Write out all of the material below verbatim, and leave the pictures out of your answer.

•••••

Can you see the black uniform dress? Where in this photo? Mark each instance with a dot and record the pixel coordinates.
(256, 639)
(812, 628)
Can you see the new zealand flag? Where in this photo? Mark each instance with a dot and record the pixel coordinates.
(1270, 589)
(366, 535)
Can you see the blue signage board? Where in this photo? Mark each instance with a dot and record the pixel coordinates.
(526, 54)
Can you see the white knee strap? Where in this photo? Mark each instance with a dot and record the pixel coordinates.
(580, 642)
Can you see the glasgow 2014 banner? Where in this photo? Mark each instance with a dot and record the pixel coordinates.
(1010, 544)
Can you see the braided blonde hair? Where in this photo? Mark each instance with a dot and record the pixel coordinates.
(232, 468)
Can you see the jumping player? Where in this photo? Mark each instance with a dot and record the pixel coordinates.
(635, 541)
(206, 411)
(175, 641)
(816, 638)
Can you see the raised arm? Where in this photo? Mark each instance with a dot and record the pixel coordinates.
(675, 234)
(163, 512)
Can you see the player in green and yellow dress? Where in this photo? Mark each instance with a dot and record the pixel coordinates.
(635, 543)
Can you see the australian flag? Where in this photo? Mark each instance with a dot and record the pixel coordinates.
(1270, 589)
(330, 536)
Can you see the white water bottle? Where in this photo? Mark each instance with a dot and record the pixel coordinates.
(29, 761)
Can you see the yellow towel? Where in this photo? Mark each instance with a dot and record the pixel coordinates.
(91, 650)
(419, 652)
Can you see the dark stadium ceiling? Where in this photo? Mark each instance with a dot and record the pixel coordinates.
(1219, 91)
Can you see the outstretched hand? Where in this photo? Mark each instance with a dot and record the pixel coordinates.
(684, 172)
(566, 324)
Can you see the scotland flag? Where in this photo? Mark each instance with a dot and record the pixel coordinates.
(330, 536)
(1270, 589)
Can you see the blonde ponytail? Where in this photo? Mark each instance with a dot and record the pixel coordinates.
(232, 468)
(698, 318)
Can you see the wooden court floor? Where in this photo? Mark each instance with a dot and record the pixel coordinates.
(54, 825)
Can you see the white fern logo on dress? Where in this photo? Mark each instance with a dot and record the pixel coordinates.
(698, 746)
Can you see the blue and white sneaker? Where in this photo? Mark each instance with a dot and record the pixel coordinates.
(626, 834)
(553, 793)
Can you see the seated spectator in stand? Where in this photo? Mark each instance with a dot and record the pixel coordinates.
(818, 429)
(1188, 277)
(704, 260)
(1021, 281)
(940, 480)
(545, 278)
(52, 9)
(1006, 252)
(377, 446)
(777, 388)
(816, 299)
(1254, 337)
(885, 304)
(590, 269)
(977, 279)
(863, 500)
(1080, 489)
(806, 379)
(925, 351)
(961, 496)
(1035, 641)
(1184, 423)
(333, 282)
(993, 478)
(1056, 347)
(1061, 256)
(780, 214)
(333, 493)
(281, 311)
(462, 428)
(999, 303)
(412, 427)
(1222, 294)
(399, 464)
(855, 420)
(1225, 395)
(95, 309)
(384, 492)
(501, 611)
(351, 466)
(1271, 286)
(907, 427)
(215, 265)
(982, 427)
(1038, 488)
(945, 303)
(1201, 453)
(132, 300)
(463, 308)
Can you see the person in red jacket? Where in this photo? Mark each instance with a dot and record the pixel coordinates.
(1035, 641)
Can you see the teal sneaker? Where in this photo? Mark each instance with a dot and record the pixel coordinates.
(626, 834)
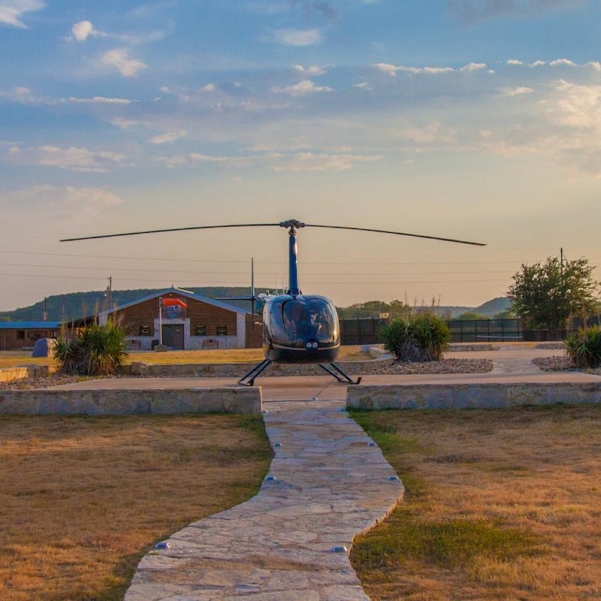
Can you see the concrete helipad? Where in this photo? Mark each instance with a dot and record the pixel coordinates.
(512, 364)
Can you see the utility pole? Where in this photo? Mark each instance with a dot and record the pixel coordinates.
(109, 292)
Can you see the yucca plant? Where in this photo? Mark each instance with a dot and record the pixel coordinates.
(421, 337)
(93, 351)
(431, 334)
(583, 347)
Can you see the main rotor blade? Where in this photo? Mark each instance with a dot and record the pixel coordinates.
(363, 229)
(281, 224)
(172, 229)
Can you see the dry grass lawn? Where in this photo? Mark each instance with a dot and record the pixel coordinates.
(15, 358)
(499, 505)
(82, 499)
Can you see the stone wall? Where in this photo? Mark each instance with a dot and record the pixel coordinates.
(130, 402)
(8, 374)
(471, 396)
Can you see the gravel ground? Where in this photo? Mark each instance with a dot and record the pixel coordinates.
(447, 366)
(561, 364)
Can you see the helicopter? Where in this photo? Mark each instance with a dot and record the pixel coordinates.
(297, 328)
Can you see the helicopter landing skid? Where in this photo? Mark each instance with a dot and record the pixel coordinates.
(248, 379)
(340, 375)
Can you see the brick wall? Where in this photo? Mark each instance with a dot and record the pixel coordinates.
(215, 320)
(18, 338)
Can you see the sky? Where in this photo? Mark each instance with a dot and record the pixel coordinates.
(477, 120)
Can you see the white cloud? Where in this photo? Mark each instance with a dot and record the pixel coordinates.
(313, 70)
(76, 159)
(167, 137)
(221, 160)
(473, 67)
(309, 161)
(394, 70)
(277, 161)
(119, 58)
(517, 91)
(562, 62)
(82, 30)
(577, 106)
(99, 100)
(18, 94)
(298, 37)
(302, 88)
(11, 11)
(171, 162)
(58, 201)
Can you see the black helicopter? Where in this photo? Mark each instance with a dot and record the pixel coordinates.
(297, 328)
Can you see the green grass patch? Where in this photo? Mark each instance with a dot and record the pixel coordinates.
(407, 538)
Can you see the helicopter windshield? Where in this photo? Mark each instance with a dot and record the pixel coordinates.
(298, 320)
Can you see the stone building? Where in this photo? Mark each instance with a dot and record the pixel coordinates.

•••••

### ANSWER BELOW
Can you see the black uniform dress? Where in this photo? Mark each instance with a dot and record the pixel coordinates.
(256, 639)
(812, 628)
Can you see the new zealand flag? Where in this photo? Mark each instance with a dot and record the pixel coordinates.
(1270, 589)
(366, 535)
Can you see the blue signage board? Where in this photo? Mark each instance with a dot and record the pixel coordinates.
(526, 54)
Can you see the white knee strap? Where in this photo? Mark each instance with a dot and record the pixel coordinates.
(580, 642)
Can you see the glasgow 2014 banner? Where in this photo? Mark each instance with a dot and record the pixel coordinates.
(1010, 544)
Can you see the braided blonde hair? Where in this photo? Mark each instance with a dot and record the pixel coordinates.
(232, 468)
Can you see the jumping player? Where in this photo? Mark each instance with a dot and record the pixel coordinates.
(635, 541)
(206, 411)
(175, 641)
(816, 638)
Can you see the raised arm? Where in this photo? Mark each instance with a dot and record the pixel coordinates.
(675, 234)
(163, 512)
Can you see the player in green and yellow dress? Where in this photo? Mark each instance with a dot and record the pixel coordinates.
(635, 543)
Can you see the australian flag? Where in this photo? Mark each instance with a dot and record the pixel coordinates.
(1270, 589)
(330, 536)
Can you see the white water bottle? Where in this photo? Mark each instance with a dot and record the pixel coordinates.
(29, 761)
Can you see the yellow towel? Where in this photo? Mark each instance with a dot and record the pixel coordinates.
(91, 650)
(419, 652)
Can you see the dark stadium ceiling? Where in this photo? Mark each instance with a dot and record the pixel coordinates.
(1219, 91)
Can you see the outstretched hand? Where in this photo? Mark each instance with a dot and record the pixel coordinates.
(684, 172)
(566, 324)
Can you see the scotland flag? Where in this photo? Mark each instance with a dot and record the pixel coordinates.
(330, 536)
(1270, 589)
Can you see the blonde ponytail? Where in this photo? Mark each instance with a dot and record the pixel coordinates.
(232, 468)
(698, 318)
Can you see the wooden court floor? Where in this photo? Mark each instance with a dot and record the pixel coordinates.
(54, 825)
Can you see the white fern logo on dress? Where in this photo? Mark each instance with a dot and record the pixel coordinates.
(698, 746)
Can you see the blue and white sneaker? Where in this photo? Mark each instance with a dot and record the pixel coordinates.
(626, 834)
(553, 793)
Can you see the seated spectator in stand? Where in this photo? Mark each instance with a dot and record the pixel coordinates.
(818, 429)
(1188, 277)
(704, 260)
(1021, 281)
(940, 480)
(545, 278)
(52, 9)
(1006, 252)
(377, 446)
(777, 388)
(816, 299)
(1254, 337)
(885, 304)
(590, 269)
(977, 279)
(863, 500)
(1080, 489)
(806, 379)
(925, 351)
(961, 496)
(1035, 641)
(1184, 423)
(333, 282)
(993, 478)
(1056, 347)
(1061, 256)
(780, 214)
(333, 493)
(281, 311)
(462, 428)
(999, 303)
(412, 427)
(1222, 294)
(399, 464)
(855, 420)
(1225, 395)
(95, 309)
(384, 492)
(501, 611)
(351, 466)
(1271, 286)
(907, 427)
(215, 265)
(982, 427)
(1038, 488)
(945, 303)
(1201, 453)
(132, 300)
(463, 308)
Can you see the person in red jacket? Where in this photo? Mark each instance with a dot and record the pixel coordinates.
(1035, 641)
Can you see the teal sneaker? Where in this photo? Mark each instance with a dot and record the pixel coordinates.
(626, 834)
Can you see the concrete helipad? Where in this photo? Mark each instance with a dot and record the pixel coordinates.
(512, 364)
Can you see the utility pole? Where in this photo? Mark each instance with a dot and record the pixel coordinates.
(109, 292)
Can you see the yucca plant? Where in this photo? Mark each instance with a dot and record the pixel coordinates.
(421, 337)
(93, 351)
(431, 334)
(583, 347)
Can you see the main rotor blade? Where in this photo? Mark each instance with a dot and record the pixel coordinates.
(363, 229)
(281, 224)
(172, 229)
Can you see the dry grass lawn? Where in this photo? Mark each instance with a dot and record the pixel coordinates.
(15, 358)
(499, 505)
(82, 499)
Can you see the stone wall? Where in this photo? Mark each instance with a dot and record the pixel coordinates.
(130, 402)
(8, 374)
(471, 396)
Can you see the gravel ground? Where in this photo? Mark each instance with a dot and record the pixel coordinates.
(447, 366)
(561, 364)
Can you see the helicopter? Where in this photo? Mark each instance with a dot and record the pixel coordinates.
(297, 328)
Can you see the helicopter landing skid? Where in this photo? Mark each instance with a dot and record the pixel coordinates.
(248, 379)
(340, 375)
Can you see the brick wall? Where in this photo? Mark each instance with a dot and record the pixel coordinates.
(215, 320)
(18, 338)
Can you see the sky? Where in this photo? Mark each instance with a dot and record the pixel coordinates.
(477, 120)
Can you see the white cloud? Where in this photo? Mark each instance with a dot and record the pixel coordinates.
(313, 70)
(76, 159)
(167, 137)
(221, 160)
(473, 67)
(309, 161)
(394, 70)
(277, 161)
(119, 58)
(517, 91)
(562, 62)
(82, 30)
(577, 106)
(99, 100)
(18, 94)
(298, 37)
(302, 88)
(11, 11)
(171, 162)
(58, 201)
Can you see the black helicopter? Where in this photo? Mark each instance with a dot and record the pixel coordinates.
(297, 328)
Can you see the green grass patch? Where in this photo? Mark each instance with a dot and record the pixel coordinates.
(407, 538)
Can you see the helicopter windshield? Where in this photo? Mark each instance with a dot and record the pixel coordinates.
(298, 320)
Can you see the stone building? Where in this photo? Mark each instance with a dot and record the pixel coordinates.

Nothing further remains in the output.